Start of Block

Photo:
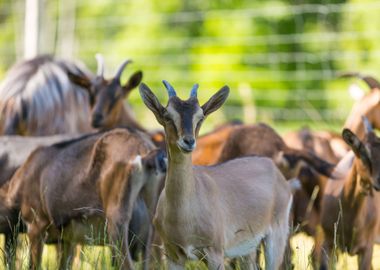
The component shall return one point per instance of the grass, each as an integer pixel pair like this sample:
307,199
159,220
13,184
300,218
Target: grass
97,257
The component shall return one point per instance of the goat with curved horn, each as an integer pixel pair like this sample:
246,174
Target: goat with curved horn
194,90
369,80
121,68
100,61
170,88
367,125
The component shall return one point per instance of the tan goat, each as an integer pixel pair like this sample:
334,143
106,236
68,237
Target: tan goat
208,213
350,215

End of Block

■ REQUIRED WORK: Pictures stay out of this copy; write out the entries above exactly.

■ YOUR SOLUTION:
Photo:
The component shall return one point per instance of the grass, each as an integer pixel pair like this sample:
307,199
159,220
13,184
300,218
Target: grass
97,257
The component shall return one point per instance of the goat with curved horn, each as an integer pixel pair like this sample:
246,174
Target: goat with curved horn
194,90
369,80
121,68
100,61
170,88
367,125
The component shall return one point per instance of the tan goat, each as an integer pixel pair like this sample:
334,143
106,236
68,237
Target: tan goat
208,213
350,215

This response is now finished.